+++ INFORMATION GIVEN +++
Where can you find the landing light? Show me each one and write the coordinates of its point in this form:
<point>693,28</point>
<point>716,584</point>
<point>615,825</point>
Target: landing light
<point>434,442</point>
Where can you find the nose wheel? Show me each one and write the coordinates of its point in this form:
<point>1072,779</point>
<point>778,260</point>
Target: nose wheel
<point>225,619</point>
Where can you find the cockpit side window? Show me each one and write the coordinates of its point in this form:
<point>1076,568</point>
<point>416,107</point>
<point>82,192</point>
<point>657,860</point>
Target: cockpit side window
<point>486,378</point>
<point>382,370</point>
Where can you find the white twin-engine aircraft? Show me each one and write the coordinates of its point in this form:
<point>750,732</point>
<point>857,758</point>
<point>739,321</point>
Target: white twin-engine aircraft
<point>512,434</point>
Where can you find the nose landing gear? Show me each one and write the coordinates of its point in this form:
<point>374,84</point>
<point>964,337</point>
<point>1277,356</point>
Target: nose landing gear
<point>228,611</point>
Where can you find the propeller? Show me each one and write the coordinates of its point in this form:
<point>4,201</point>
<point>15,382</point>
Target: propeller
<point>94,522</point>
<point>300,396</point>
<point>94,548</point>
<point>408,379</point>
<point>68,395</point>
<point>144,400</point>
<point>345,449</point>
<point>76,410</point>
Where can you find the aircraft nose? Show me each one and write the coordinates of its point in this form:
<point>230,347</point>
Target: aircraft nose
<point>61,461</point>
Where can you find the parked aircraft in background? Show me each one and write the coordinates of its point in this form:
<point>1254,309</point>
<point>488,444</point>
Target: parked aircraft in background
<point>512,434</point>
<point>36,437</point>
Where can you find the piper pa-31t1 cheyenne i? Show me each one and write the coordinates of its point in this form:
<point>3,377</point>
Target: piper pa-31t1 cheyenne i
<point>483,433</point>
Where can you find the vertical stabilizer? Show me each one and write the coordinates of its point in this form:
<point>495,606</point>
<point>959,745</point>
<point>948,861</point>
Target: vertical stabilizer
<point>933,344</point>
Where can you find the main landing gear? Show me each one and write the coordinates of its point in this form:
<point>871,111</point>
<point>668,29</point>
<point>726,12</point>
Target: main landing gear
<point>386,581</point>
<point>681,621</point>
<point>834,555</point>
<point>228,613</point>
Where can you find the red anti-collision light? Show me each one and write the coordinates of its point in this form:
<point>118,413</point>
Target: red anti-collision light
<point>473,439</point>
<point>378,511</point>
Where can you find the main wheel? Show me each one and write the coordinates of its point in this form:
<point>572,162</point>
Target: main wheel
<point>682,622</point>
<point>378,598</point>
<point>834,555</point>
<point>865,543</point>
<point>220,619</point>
+++
Could you restate all of the lines above without altering a single word?

Where can you find the landing light? Show me each one and write the coordinates of its point in this form:
<point>693,28</point>
<point>716,584</point>
<point>615,825</point>
Target: landing light
<point>434,442</point>
Where can you find the nose wheel? Show me each one and write the coordinates of its point in this form:
<point>1072,779</point>
<point>778,260</point>
Target: nose wheel
<point>225,619</point>
Where can you find the cockpit side window? Show me each one and write the coordinates of its point in this form:
<point>1076,568</point>
<point>416,107</point>
<point>82,192</point>
<point>657,860</point>
Target: cockpit side window
<point>486,378</point>
<point>382,370</point>
Where can you find the white twin-engine aircraft? Show me each one and write the coordinates of its point in this form:
<point>750,732</point>
<point>857,758</point>
<point>739,321</point>
Target: white twin-engine aircraft
<point>512,434</point>
Where can you find the nose landing gear? Show me each one and write the coordinates of its point in this form:
<point>374,84</point>
<point>964,337</point>
<point>1277,356</point>
Target: nose landing gear
<point>228,611</point>
Where can you find the propeller? Show me each one and write the coordinates of its point in this form:
<point>4,201</point>
<point>15,382</point>
Target: propeller
<point>94,522</point>
<point>300,396</point>
<point>94,548</point>
<point>408,379</point>
<point>68,395</point>
<point>144,400</point>
<point>345,449</point>
<point>76,410</point>
Where can you find the aircraft nose? Show me each one and write the coordinates of its point in this form:
<point>230,347</point>
Target: aircraft nose
<point>61,461</point>
Where can you find the parked aircraft in background? Show me each one and write the coordinates of its point in this form:
<point>1254,309</point>
<point>488,444</point>
Target: parked aircraft in background
<point>512,434</point>
<point>36,437</point>
Where can you find the piper pa-31t1 cheyenne i? Show me each one and write the coordinates of its point in this form:
<point>3,377</point>
Target: piper pa-31t1 cheyenne i
<point>483,433</point>
Where can you find the vertical stabilizer? Show me each one and write the coordinates of its point in this form:
<point>495,606</point>
<point>959,745</point>
<point>948,861</point>
Target: vertical stabilizer
<point>933,344</point>
Where can you find the main landing gear? Show me each one and write the coordinates of its point in this form:
<point>871,111</point>
<point>668,29</point>
<point>726,12</point>
Target: main landing gear
<point>386,581</point>
<point>681,621</point>
<point>834,555</point>
<point>228,613</point>
Where can you find the red anti-collision light? Show me each one and write the coordinates of its point in this form:
<point>118,413</point>
Target: red anti-collision light
<point>473,439</point>
<point>378,511</point>
Where can you find the main wheel? Show me each one and write the coordinates of its point in this form:
<point>572,162</point>
Target: main wheel
<point>682,622</point>
<point>378,598</point>
<point>834,555</point>
<point>865,543</point>
<point>220,619</point>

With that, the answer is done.